### PROBLEM STATEMENT
In each of the rows below, swap "Tag" for "Mark" and leave everything else the same.

### MATERIAL TO PROCESS
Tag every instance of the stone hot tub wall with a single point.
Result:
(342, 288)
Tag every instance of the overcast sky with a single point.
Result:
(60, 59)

### WRITTEN RESPONSE
Mark every instance of the stone hot tub wall with a single point.
Result:
(342, 288)
Mark every instance of the overcast sky with a single point.
Result:
(60, 59)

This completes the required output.